### 課題の内容
下の記録から、「job: raised arm」を含む行から「36], [303, 38]]」を含む行までを、最初と最後の行も含めて一字一句変えずに書き出してください。

======== 与えられた記録

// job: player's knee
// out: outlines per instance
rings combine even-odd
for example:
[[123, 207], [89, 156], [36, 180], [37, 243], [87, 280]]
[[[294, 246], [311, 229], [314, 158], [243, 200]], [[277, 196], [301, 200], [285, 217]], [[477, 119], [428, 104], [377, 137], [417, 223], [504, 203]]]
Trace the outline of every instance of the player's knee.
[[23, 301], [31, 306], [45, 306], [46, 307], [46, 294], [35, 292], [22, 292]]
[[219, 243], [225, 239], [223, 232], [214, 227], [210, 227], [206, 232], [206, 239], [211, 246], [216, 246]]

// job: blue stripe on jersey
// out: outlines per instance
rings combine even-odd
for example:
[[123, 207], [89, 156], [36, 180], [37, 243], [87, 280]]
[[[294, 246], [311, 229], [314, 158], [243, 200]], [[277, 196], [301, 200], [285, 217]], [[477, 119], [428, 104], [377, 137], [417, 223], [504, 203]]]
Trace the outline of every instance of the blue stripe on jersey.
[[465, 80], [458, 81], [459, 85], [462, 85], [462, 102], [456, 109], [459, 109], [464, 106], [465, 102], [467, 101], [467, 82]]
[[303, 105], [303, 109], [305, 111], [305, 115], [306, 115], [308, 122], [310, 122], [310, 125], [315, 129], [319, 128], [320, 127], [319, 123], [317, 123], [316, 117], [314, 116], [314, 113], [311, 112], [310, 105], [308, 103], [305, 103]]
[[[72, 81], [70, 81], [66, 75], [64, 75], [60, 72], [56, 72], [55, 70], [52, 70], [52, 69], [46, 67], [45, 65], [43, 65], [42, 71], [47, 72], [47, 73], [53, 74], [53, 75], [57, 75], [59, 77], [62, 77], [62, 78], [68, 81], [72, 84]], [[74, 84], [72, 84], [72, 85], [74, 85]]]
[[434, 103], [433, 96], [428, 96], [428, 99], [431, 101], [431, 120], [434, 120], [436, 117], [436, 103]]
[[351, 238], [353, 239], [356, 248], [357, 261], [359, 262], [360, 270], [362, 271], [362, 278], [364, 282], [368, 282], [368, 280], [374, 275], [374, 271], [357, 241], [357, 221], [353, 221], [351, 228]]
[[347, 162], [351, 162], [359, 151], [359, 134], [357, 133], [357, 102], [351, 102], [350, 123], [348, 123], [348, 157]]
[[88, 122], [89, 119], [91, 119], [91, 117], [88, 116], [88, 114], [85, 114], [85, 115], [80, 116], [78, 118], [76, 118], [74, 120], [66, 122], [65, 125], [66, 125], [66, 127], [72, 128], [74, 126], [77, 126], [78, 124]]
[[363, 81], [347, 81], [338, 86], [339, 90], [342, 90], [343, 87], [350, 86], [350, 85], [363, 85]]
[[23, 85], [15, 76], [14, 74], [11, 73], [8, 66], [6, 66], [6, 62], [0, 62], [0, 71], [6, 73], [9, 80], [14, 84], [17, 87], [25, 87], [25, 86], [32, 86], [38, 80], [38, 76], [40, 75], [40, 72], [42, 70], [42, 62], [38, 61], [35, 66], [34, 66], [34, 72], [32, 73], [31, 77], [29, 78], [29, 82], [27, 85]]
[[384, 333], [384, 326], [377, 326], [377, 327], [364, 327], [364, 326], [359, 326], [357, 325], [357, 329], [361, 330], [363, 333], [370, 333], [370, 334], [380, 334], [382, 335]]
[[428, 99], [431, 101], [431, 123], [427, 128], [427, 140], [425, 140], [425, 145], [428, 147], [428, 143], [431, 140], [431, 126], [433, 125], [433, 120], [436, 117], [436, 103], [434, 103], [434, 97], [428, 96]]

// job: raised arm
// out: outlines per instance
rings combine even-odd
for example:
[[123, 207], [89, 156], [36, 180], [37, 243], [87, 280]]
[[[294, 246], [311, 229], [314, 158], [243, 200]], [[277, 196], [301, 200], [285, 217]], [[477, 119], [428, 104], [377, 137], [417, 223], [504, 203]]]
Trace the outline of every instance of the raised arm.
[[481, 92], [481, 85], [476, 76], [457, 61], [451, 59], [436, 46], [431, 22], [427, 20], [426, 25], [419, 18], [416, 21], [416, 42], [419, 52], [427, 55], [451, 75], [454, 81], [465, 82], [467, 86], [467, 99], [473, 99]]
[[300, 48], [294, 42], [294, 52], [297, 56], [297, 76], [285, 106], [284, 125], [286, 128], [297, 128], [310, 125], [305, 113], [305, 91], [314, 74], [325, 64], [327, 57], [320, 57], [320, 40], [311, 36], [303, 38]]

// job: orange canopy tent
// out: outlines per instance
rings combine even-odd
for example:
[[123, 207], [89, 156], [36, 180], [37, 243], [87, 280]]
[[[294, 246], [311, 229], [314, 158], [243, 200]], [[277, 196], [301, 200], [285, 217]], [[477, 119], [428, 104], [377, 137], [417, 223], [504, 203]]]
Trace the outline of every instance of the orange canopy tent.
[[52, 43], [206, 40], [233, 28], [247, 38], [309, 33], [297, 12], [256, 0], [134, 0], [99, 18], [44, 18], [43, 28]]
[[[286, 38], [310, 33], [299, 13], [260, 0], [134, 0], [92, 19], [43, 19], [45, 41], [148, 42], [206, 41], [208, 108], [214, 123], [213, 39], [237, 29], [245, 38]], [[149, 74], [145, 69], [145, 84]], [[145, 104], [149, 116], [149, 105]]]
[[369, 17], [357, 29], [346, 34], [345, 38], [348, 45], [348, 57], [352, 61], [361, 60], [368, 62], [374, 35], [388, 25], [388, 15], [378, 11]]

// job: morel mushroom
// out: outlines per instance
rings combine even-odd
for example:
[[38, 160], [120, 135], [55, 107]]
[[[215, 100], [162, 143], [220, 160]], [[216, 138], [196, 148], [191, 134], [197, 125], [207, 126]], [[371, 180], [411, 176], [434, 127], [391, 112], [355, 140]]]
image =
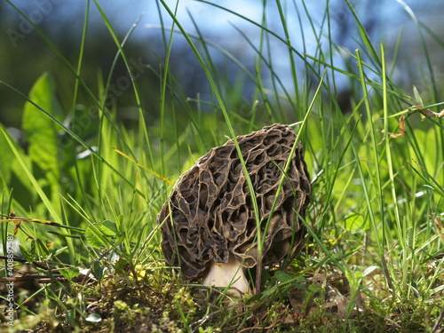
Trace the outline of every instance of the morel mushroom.
[[[310, 202], [311, 184], [303, 148], [287, 125], [276, 123], [236, 138], [253, 184], [266, 234], [258, 258], [258, 223], [251, 194], [233, 140], [212, 148], [185, 172], [159, 213], [162, 250], [168, 265], [179, 266], [184, 280], [202, 278], [207, 286], [250, 293], [245, 267], [291, 259], [306, 229], [301, 222]], [[268, 230], [279, 183], [293, 145], [297, 145]]]

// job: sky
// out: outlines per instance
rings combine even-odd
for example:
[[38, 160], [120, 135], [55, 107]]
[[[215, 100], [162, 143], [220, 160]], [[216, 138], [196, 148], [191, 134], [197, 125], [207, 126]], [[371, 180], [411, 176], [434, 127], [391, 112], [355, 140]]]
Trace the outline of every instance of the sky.
[[[63, 20], [70, 22], [72, 29], [82, 31], [83, 18], [85, 12], [85, 1], [79, 0], [11, 0], [12, 4], [23, 10], [28, 17], [39, 20], [53, 20], [53, 26], [57, 27], [58, 20]], [[150, 41], [160, 36], [159, 27], [163, 22], [165, 27], [171, 27], [172, 20], [168, 11], [156, 0], [96, 0], [111, 22], [111, 25], [120, 30], [121, 35], [128, 32], [137, 23], [137, 27], [131, 35], [131, 38], [147, 43], [150, 47]], [[371, 26], [377, 22], [378, 27], [373, 31], [373, 42], [377, 44], [379, 40], [393, 44], [400, 28], [404, 28], [405, 43], [412, 44], [412, 50], [416, 45], [418, 34], [414, 21], [408, 16], [408, 7], [411, 6], [414, 12], [424, 13], [422, 9], [433, 8], [432, 4], [440, 4], [440, 0], [351, 0], [355, 4], [355, 9], [364, 24]], [[254, 63], [255, 52], [248, 45], [247, 41], [242, 36], [244, 34], [249, 42], [256, 46], [259, 44], [260, 29], [253, 23], [260, 22], [262, 18], [263, 2], [260, 0], [212, 0], [211, 3], [218, 4], [221, 7], [235, 12], [230, 13], [217, 6], [195, 0], [164, 0], [164, 3], [171, 12], [177, 12], [177, 18], [187, 32], [195, 33], [194, 21], [198, 26], [202, 35], [210, 41], [218, 44], [229, 52], [233, 52], [242, 61], [249, 64]], [[313, 54], [318, 45], [313, 30], [319, 33], [321, 26], [327, 0], [281, 0], [282, 10], [286, 14], [287, 26], [290, 35], [292, 45], [296, 50], [308, 54]], [[274, 18], [267, 22], [267, 27], [281, 36], [284, 32], [279, 19], [279, 12], [275, 1], [267, 1], [266, 11], [268, 18]], [[330, 0], [331, 31], [335, 40], [341, 40], [341, 44], [345, 46], [351, 53], [358, 47], [353, 36], [348, 31], [344, 33], [344, 26], [350, 19], [350, 11], [345, 6], [345, 0]], [[297, 11], [295, 10], [295, 4]], [[103, 20], [97, 9], [94, 1], [90, 2], [90, 15], [91, 22], [99, 22], [103, 25]], [[312, 20], [307, 19], [305, 10], [310, 13]], [[296, 12], [299, 12], [299, 17]], [[8, 15], [17, 17], [20, 15], [11, 11]], [[162, 17], [162, 20], [161, 20]], [[245, 20], [248, 19], [248, 20]], [[420, 17], [427, 22], [440, 21], [440, 12], [427, 11], [427, 17]], [[14, 23], [16, 28], [20, 23]], [[313, 24], [313, 27], [312, 27]], [[301, 34], [303, 31], [304, 36]], [[324, 25], [324, 31], [325, 25]], [[241, 34], [242, 32], [242, 34]], [[357, 32], [354, 31], [356, 34]], [[175, 36], [174, 46], [178, 49], [186, 47], [185, 41], [178, 35]], [[324, 39], [327, 43], [327, 39]], [[270, 39], [271, 48], [276, 54], [286, 53], [285, 44], [275, 38]], [[304, 49], [305, 47], [305, 49]], [[414, 52], [412, 52], [414, 54]], [[284, 57], [284, 56], [282, 56]], [[338, 56], [338, 58], [340, 58]], [[285, 58], [276, 59], [275, 70], [282, 74], [289, 72], [289, 62]], [[341, 64], [338, 62], [338, 67]], [[289, 83], [291, 80], [289, 78]]]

================

### この課題の答え
// job: raised arm
// out: outlines per instance
rings combine even-odd
for example:
[[123, 207], [89, 156], [36, 180], [37, 243], [87, 280]]
[[[294, 246], [311, 229], [314, 158], [243, 200]], [[277, 196], [301, 200], [285, 217]], [[477, 119], [428, 104], [377, 137], [417, 223], [504, 203]]]
Trace the outline of every instance of the raised arm.
[[481, 92], [481, 85], [476, 76], [457, 61], [451, 59], [436, 46], [431, 22], [427, 20], [426, 25], [419, 18], [416, 21], [416, 42], [419, 52], [427, 55], [451, 75], [454, 81], [465, 82], [467, 86], [467, 99], [473, 99]]
[[300, 48], [294, 42], [294, 52], [297, 56], [297, 76], [285, 106], [284, 125], [286, 128], [297, 128], [310, 125], [305, 113], [305, 91], [314, 74], [325, 64], [327, 57], [320, 57], [320, 40], [311, 36], [303, 38]]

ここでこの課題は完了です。